* Questions
• A. According to the Carolina draba text, in which state is the plant listed as extirpated?
• B. Retype the part of the Carolina draba text that opens with the words containing "Species of flowering" and closes with "temperate North America.".
Passage shown START
Species of flowering plant

Tomostima reptans (synonym Draba reptans), common names Carolina draba, Carolina whitlow-grass, Creeping whitlow-grass, and Whitlow-grass, is an annual plant in the family Brassicaceae that is native to temperate North America.

It is native to most of the contiguous United States, except for Florida, Mississippi, Kentucky, Virginia, Maryland, Delaware, and northern New England; to Ontario, Manitoba, Saskatchewan, Alberta, and British Columbia in Canada; and to northwestern Mexico.

==Conservation status in the United States==
It is listed as a special concern in Connecticut, as threatened in Michigan, New York, and Ohio, as endangered in New Jersey, as extirpated in Pennsylvania, and as historical in Rhode Island.

==Native American ethnobotany==

The Ramah Navajo apply a poultice of the crushed leaves of the plant to sores.

==Taxonomy==
The species was first described as Arabis reptans by Jean-Baptiste Lamarck in 1783. In 1934 Merritt Lyndon Fernald placed the species in genus Draba as D. reptans. In 2012 Ihsan Ali Al-Shehbaz, Marcus Koch, and I. Jordon-Thaden placed it in genus Tomostima as T. reptans.
Passage shown END
Recorded data START
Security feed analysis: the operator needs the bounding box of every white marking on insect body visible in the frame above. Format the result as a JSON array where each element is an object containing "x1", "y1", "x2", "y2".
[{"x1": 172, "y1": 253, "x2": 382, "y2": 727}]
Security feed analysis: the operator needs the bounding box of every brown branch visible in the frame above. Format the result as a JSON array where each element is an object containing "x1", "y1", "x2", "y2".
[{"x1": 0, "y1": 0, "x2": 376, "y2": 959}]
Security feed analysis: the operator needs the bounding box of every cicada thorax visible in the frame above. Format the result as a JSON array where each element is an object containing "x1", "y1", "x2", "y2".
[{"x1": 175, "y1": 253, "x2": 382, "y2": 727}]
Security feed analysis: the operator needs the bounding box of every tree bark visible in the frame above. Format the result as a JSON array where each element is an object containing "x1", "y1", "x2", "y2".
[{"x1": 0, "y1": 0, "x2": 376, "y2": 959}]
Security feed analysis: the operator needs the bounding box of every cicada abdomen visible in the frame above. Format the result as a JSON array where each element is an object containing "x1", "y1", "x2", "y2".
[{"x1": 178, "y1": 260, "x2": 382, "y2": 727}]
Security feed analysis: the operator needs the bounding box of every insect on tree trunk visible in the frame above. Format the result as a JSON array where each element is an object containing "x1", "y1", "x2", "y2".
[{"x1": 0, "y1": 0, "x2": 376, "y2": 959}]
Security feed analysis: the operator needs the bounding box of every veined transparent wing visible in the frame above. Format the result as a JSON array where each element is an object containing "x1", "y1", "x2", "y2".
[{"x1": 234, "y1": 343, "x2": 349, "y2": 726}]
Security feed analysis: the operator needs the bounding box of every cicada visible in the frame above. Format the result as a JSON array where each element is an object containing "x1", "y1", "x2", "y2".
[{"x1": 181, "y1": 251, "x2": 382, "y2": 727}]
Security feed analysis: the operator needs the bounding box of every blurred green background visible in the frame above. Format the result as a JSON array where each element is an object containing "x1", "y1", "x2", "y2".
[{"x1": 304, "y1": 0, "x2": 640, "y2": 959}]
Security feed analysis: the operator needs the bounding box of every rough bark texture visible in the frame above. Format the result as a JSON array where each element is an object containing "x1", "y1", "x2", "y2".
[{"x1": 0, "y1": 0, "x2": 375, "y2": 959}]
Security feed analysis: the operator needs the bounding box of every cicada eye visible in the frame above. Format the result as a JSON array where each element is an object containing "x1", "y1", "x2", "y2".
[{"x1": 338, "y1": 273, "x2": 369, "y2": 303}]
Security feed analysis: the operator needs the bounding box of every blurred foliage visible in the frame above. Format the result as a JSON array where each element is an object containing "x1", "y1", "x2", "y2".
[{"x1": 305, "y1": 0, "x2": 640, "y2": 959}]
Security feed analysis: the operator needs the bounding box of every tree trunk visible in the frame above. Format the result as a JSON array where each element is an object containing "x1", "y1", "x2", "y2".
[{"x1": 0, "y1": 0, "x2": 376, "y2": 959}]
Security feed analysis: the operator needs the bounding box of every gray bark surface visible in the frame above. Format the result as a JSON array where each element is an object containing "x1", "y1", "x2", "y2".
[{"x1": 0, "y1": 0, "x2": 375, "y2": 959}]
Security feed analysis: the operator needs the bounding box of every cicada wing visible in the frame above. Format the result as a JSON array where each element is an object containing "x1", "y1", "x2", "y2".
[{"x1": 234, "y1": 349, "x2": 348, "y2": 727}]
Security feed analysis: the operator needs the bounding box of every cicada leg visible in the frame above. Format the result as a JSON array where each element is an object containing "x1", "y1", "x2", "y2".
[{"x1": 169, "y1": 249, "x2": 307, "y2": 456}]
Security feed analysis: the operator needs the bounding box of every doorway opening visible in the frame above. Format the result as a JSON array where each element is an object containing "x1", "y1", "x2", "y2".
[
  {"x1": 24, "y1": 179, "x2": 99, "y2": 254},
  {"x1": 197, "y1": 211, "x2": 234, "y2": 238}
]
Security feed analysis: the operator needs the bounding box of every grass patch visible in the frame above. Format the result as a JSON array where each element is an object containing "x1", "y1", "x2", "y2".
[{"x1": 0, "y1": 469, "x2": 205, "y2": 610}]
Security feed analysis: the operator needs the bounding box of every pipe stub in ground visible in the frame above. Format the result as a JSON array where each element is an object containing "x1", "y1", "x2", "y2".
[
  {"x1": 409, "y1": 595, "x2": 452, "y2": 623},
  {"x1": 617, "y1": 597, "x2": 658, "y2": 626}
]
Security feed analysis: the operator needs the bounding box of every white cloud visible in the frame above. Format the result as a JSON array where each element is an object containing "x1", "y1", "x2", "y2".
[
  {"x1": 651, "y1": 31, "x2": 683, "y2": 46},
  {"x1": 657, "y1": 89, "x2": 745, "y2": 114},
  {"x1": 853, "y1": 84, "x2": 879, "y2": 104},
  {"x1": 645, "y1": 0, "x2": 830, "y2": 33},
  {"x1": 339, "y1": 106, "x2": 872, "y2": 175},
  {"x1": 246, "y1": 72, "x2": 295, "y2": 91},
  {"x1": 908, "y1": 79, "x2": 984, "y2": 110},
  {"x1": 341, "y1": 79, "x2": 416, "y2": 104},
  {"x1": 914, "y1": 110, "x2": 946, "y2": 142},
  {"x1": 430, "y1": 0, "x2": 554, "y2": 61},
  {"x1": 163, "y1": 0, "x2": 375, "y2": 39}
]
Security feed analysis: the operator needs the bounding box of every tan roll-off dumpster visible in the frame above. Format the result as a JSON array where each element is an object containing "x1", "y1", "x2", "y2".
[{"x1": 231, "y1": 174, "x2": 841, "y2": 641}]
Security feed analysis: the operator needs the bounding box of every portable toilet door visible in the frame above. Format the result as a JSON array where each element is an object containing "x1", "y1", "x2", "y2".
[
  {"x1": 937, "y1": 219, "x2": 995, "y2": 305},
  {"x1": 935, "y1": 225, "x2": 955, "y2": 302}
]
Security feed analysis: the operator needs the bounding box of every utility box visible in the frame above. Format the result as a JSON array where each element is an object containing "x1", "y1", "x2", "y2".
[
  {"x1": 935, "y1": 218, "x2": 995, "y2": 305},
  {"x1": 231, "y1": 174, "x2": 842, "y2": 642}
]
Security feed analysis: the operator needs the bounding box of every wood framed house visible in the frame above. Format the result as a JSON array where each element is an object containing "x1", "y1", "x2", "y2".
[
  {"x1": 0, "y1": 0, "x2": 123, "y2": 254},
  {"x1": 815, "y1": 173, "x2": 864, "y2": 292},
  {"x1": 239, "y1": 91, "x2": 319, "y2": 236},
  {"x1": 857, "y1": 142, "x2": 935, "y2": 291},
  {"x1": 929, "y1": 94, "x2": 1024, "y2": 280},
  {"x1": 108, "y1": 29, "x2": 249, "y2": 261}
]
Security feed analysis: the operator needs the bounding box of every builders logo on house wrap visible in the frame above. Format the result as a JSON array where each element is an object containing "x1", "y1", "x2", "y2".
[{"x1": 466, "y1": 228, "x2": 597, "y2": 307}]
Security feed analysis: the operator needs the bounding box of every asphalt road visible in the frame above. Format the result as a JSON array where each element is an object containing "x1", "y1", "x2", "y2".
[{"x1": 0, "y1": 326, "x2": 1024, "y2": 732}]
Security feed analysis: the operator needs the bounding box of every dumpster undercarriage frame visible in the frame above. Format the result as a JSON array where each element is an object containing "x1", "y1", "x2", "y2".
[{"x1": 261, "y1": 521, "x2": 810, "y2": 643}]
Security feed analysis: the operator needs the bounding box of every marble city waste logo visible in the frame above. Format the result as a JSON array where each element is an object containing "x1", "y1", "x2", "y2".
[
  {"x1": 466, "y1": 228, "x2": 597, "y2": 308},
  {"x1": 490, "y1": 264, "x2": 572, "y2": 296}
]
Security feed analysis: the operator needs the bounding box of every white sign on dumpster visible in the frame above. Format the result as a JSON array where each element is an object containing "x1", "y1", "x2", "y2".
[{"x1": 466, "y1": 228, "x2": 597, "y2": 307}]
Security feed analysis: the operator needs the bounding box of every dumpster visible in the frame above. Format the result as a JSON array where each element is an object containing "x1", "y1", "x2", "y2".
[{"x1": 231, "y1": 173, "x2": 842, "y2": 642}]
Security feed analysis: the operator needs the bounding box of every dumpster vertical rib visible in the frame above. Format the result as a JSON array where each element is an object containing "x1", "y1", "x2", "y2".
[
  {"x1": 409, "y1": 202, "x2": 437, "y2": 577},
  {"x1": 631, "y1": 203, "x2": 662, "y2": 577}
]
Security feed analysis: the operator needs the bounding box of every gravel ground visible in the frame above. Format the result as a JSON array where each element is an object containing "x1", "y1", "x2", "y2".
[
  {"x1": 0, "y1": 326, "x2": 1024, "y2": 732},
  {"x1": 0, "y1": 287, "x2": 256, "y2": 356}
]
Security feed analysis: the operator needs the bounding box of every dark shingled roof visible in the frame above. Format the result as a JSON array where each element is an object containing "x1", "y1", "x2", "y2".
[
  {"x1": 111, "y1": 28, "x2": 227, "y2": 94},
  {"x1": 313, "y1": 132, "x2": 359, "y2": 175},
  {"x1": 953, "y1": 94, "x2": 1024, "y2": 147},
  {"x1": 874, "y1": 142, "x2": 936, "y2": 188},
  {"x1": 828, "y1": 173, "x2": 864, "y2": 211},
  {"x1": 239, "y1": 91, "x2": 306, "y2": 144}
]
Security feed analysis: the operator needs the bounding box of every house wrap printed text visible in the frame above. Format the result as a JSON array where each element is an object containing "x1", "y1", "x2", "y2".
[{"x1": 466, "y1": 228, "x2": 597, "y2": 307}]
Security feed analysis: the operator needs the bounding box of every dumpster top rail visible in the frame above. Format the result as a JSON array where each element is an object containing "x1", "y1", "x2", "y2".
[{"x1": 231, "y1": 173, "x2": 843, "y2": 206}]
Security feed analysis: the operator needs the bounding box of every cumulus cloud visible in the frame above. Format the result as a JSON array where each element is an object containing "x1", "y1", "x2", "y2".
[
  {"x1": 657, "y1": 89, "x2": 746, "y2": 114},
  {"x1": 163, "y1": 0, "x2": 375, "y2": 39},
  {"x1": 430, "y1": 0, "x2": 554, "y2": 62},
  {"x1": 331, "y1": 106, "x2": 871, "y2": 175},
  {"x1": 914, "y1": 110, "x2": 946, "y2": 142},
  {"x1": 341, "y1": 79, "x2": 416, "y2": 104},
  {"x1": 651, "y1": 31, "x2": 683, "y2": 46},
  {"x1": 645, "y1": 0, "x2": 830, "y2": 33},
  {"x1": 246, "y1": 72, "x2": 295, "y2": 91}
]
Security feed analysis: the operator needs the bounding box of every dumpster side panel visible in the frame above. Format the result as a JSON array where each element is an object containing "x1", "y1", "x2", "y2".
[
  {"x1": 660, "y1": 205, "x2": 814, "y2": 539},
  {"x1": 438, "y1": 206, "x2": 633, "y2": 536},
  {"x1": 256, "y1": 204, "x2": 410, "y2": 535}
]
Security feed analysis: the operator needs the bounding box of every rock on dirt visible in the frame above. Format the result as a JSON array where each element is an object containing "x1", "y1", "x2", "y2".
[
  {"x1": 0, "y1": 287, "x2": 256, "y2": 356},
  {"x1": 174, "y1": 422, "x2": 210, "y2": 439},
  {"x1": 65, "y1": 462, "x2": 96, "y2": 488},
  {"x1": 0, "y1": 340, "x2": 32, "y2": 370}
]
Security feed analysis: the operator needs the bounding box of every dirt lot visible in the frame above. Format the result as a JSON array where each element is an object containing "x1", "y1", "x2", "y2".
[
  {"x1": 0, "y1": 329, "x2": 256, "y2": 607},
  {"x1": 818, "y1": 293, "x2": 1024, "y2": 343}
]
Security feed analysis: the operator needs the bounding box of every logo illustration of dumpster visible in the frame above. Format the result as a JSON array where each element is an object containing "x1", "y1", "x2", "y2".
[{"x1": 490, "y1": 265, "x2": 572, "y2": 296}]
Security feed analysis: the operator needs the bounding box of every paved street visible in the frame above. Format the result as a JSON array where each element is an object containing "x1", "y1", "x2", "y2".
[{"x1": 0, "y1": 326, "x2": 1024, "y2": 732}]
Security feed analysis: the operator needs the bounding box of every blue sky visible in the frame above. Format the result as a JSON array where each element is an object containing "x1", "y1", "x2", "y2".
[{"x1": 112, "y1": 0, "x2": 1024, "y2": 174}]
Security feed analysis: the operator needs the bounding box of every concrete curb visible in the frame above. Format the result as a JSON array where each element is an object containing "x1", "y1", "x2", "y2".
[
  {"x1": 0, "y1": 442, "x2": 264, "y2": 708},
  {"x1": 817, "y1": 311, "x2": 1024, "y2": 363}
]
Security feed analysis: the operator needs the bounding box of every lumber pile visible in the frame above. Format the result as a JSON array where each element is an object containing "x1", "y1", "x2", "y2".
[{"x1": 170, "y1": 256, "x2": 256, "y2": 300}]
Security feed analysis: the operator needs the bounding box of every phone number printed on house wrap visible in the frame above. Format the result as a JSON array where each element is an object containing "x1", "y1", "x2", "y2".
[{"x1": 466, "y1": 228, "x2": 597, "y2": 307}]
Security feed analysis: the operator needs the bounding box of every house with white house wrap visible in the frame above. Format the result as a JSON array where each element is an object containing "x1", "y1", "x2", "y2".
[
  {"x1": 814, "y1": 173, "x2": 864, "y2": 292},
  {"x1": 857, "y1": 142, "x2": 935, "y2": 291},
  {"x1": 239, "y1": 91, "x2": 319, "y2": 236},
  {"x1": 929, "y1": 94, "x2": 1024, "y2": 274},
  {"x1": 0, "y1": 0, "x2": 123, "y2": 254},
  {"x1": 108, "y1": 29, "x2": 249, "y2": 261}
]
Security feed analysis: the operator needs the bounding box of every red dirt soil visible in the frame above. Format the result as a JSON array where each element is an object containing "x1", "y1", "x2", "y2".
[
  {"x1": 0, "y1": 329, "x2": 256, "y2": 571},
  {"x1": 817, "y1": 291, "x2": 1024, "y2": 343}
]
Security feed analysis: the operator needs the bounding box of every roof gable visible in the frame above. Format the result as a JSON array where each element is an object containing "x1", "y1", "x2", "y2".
Recorded data END
* List of answers
• A. Pennsylvania

• B.
Species of flowering plant

Tomostima reptans (synonym Draba reptans), common names Carolina draba, Carolina whitlow-grass, Creeping whitlow-grass, and Whitlow-grass, is an annual plant in the family Brassicaceae that is native to temperate North America.